### STATED PROBLEM
Format every line of the rows below as a numbered list, leaving out any blank lines.

[Rows from a dataset]
## Start

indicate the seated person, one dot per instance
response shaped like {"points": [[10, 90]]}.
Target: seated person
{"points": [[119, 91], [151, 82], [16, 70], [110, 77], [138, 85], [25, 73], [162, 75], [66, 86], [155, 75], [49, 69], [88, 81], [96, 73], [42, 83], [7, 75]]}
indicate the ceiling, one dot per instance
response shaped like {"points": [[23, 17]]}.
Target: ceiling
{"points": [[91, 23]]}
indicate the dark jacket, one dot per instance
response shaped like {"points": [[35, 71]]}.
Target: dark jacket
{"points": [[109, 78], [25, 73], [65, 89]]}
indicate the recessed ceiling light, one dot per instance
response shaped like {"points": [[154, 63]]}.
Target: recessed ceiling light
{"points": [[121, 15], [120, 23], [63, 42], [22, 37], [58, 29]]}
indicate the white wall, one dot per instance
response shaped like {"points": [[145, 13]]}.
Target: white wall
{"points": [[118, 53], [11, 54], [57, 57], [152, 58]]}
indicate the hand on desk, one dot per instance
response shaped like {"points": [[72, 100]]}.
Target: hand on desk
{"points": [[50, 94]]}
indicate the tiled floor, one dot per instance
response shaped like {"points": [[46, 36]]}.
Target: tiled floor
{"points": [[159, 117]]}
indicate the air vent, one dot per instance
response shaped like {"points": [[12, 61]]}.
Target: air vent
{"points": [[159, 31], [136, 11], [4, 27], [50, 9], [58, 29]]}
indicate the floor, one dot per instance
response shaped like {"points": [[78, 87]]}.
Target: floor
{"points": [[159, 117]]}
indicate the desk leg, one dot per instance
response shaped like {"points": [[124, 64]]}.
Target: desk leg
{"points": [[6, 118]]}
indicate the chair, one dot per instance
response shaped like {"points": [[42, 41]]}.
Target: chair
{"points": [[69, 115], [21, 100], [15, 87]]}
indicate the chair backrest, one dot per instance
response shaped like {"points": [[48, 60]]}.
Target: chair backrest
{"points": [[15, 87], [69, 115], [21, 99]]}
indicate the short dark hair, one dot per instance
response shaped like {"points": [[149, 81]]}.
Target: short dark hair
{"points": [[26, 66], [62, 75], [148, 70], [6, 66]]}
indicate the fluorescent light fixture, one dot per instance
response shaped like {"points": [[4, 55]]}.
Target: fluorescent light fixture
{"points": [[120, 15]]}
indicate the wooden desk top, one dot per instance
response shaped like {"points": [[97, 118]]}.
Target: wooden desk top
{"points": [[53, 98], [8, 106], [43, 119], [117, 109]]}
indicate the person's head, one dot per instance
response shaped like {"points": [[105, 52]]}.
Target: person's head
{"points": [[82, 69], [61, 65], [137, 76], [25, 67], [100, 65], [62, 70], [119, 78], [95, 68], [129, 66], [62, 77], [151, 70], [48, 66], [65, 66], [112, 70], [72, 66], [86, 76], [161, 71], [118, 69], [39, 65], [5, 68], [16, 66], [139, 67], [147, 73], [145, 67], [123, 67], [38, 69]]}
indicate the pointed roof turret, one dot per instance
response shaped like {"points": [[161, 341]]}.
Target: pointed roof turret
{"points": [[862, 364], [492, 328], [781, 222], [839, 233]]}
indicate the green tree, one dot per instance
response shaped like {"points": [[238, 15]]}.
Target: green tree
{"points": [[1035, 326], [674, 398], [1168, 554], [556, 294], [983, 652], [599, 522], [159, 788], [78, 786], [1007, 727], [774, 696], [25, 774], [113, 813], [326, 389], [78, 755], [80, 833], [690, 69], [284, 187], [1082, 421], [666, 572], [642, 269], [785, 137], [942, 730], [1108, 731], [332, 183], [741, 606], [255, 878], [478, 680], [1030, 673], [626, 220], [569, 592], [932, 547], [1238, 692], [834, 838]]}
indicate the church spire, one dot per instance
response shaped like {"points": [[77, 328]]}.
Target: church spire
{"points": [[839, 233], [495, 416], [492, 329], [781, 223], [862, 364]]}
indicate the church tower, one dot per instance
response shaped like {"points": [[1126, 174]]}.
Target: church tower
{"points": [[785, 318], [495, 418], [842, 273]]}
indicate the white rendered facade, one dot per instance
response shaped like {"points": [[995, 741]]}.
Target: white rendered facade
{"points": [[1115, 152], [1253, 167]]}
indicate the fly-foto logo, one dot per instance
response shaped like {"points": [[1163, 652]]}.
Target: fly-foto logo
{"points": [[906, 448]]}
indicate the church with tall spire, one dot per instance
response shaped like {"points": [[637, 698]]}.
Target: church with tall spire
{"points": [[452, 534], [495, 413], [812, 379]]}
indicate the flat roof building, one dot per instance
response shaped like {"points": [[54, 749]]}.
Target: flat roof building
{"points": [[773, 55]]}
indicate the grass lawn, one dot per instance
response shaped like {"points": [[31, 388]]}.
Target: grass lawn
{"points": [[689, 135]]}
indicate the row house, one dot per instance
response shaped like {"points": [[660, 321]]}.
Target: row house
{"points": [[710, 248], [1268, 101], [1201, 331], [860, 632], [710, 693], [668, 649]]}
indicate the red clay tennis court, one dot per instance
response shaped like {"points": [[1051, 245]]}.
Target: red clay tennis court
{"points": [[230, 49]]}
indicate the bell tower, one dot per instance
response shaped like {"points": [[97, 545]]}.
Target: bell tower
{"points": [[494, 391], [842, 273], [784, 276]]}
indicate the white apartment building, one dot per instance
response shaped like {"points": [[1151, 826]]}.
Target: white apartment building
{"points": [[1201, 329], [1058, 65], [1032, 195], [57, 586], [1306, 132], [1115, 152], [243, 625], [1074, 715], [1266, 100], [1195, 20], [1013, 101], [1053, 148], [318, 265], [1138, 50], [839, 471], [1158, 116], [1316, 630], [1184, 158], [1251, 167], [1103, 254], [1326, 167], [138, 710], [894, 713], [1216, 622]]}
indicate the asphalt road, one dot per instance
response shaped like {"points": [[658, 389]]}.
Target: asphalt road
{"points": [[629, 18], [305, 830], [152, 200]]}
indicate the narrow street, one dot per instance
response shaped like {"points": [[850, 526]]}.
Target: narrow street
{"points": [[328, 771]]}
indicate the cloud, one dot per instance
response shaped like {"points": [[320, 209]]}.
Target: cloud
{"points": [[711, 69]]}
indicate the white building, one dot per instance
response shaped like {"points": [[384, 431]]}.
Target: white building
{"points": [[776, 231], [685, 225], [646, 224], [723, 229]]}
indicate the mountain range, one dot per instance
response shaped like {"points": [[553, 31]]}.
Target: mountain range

## End

### TASK RESULT
1. indicate the seated person, one dot per instance
2. response shaped like {"points": [[10, 90]]}.
3. Target: seated person
4. {"points": [[119, 91], [151, 82], [16, 70], [110, 77], [138, 85], [25, 73], [162, 75], [66, 86], [155, 75], [49, 69], [88, 81], [96, 73], [42, 83], [7, 75]]}
5. indicate the ceiling, one dot per instance
6. response shaped like {"points": [[23, 17]]}.
7. Target: ceiling
8. {"points": [[91, 23]]}
9. indicate the dark jacket, one dot per instance
10. response shaped like {"points": [[35, 71]]}.
11. Target: dark jacket
12. {"points": [[109, 78], [25, 73], [65, 89]]}
13. indicate the recessed ceiling light, one dot per instance
14. response shaped like {"points": [[154, 63]]}.
15. Target: recessed ceiling light
16. {"points": [[121, 15], [120, 23], [63, 42], [22, 37], [58, 29]]}
17. indicate the white wall, one dot per instance
18. response shaped like {"points": [[145, 13]]}.
19. Target: white wall
20. {"points": [[118, 53], [11, 54], [57, 57], [152, 58]]}
21. indicate the hand on desk, one dot per instance
22. response shaped like {"points": [[72, 100]]}.
23. Target: hand on desk
24. {"points": [[50, 94]]}
25. indicate the tiled floor, one dot per instance
26. response shaped like {"points": [[46, 36]]}.
27. Target: tiled floor
28. {"points": [[159, 117]]}
29. indicate the air vent, one dot per instance
30. response shaped like {"points": [[12, 61]]}.
31. Target: air vent
32. {"points": [[159, 31], [136, 11], [4, 27], [50, 9], [58, 29]]}
33. indicate the floor, one dot per instance
34. response shaped like {"points": [[78, 87]]}.
35. Target: floor
36. {"points": [[159, 117]]}
37. indicate the desk leg, one dot per instance
38. response shaped like {"points": [[124, 64]]}.
39. Target: desk leg
40. {"points": [[6, 118]]}
41. indicate the chair, one dot per instance
42. response shaped like {"points": [[42, 41]]}.
43. Target: chair
44. {"points": [[69, 115], [21, 100], [15, 87]]}
45. indicate the chair backrest, one dot per instance
46. response shaped like {"points": [[48, 60]]}.
47. Target: chair backrest
48. {"points": [[15, 87], [69, 115], [21, 99]]}
49. indicate the short dark hair, one dot per instance
50. response shaped like {"points": [[149, 81]]}.
51. Target: short dark hair
52. {"points": [[26, 66], [62, 75], [148, 70], [6, 66]]}
53. indicate the fluorescent light fixture, one dot per instance
54. response shaped like {"points": [[4, 55]]}.
55. Target: fluorescent light fixture
56. {"points": [[120, 15]]}
57. indicate the wooden desk top, one dot per instance
58. response shaped like {"points": [[97, 118]]}.
59. Target: wooden desk top
60. {"points": [[53, 98], [8, 106], [43, 119], [117, 109]]}
61. indicate the person's head, one dot per instance
62. response shaped like {"points": [[105, 52]]}.
63. Target: person's head
64. {"points": [[82, 69], [61, 65], [137, 76], [25, 67], [100, 65], [62, 70], [119, 78], [95, 68], [129, 66], [62, 77], [151, 70], [48, 66], [65, 66], [112, 70], [72, 66], [86, 76], [161, 71], [118, 69], [39, 65], [5, 68], [16, 66], [139, 67], [147, 73], [145, 67], [123, 67], [38, 69]]}
65. indicate the pointed roof turret, one dot per instance
66. response shaped like {"points": [[161, 341]]}.
67. Target: pointed roof turret
68. {"points": [[862, 364], [492, 328], [781, 222], [839, 233]]}
69. indicate the green tree, one dot per instance
70. response shaped like {"points": [[238, 15]]}.
71. Target: green tree
72. {"points": [[1035, 326], [674, 398], [1168, 554], [556, 294], [983, 652], [599, 522], [159, 788], [78, 786], [1007, 727], [774, 696], [25, 774], [113, 813], [326, 389], [78, 755], [80, 833], [690, 69], [284, 187], [1082, 421], [666, 572], [642, 269], [785, 137], [942, 730], [1108, 731], [332, 183], [741, 606], [255, 878], [478, 680], [1030, 673], [626, 220], [569, 592], [932, 547], [1238, 692], [834, 838]]}
73. indicate the church spire, one dot per instance
74. response shaped like {"points": [[77, 328]]}.
75. Target: church spire
76. {"points": [[839, 233], [495, 416], [492, 329], [781, 223], [862, 364]]}
77. indicate the church tower, one dot per instance
78. response shaped like {"points": [[1126, 174]]}.
79. Target: church tower
80. {"points": [[785, 318], [495, 418], [842, 273]]}
81. indicate the white rendered facade, one dot per instance
82. response shaped like {"points": [[995, 741]]}.
83. Target: white rendered facade
84. {"points": [[1115, 152], [1253, 167]]}
85. indicate the fly-foto logo, one dot per instance
86. response shaped like {"points": [[1163, 652]]}.
87. Target: fly-foto logo
88. {"points": [[906, 448]]}
89. indicate the church with tall spire, one dot per instance
90. response shaped like {"points": [[637, 698]]}.
91. Target: church with tall spire
92. {"points": [[452, 534], [495, 413], [812, 379]]}
93. indicate the flat roof building, one dot per instance
94. response shaped like {"points": [[54, 749]]}.
95. Target: flat roof building
96. {"points": [[773, 55]]}
97. indicate the grass lawn, one dot per instance
98. response shaped like {"points": [[31, 388]]}.
99. Target: grass lawn
100. {"points": [[689, 135]]}
101. indicate the row house, one dot per instance
102. response shaped like {"points": [[660, 321]]}.
103. Target: row house
104. {"points": [[710, 248], [1268, 101], [1201, 331], [860, 632], [710, 693], [668, 649]]}
105. indicate the red clay tennis court, one dot per instance
106. response shaped like {"points": [[1051, 245]]}.
107. Target: red clay tennis court
108. {"points": [[230, 49]]}
109. indicate the bell tower, one dot per instance
110. response shaped like {"points": [[97, 545]]}.
111. Target: bell tower
112. {"points": [[494, 391], [842, 273], [784, 276]]}
113. indicate the white apartment building, one dot per instance
114. response shaped like {"points": [[1151, 826]]}.
115. Target: white apartment building
116. {"points": [[1201, 329], [1058, 65], [1032, 195], [57, 586], [1306, 132], [1115, 152], [243, 625], [1074, 715], [1266, 100], [1195, 20], [1013, 101], [1053, 148], [318, 265], [1138, 50], [839, 471], [1158, 116], [1316, 630], [1184, 158], [1251, 167], [1103, 254], [1326, 167], [138, 710], [894, 713], [1216, 622]]}
117. indicate the asphalt road, one dot per instance
118. response shaped like {"points": [[658, 389]]}.
119. Target: asphalt road
120. {"points": [[629, 18], [305, 830], [152, 200]]}
121. indicate the narrow street, one dot per instance
122. response shaped like {"points": [[850, 526]]}.
123. Target: narrow street
124. {"points": [[328, 771]]}
125. indicate the cloud, one dot per instance
126. response shaped like {"points": [[320, 209]]}.
127. Target: cloud
128. {"points": [[711, 69]]}
129. indicate the white building, one dot per instance
130. response shaped like {"points": [[384, 431]]}.
131. Target: white building
132. {"points": [[776, 231], [685, 225], [646, 224], [723, 229]]}
133. indicate the mountain range, one dot per instance
134. response shaped like {"points": [[553, 31]]}.
135. Target: mountain range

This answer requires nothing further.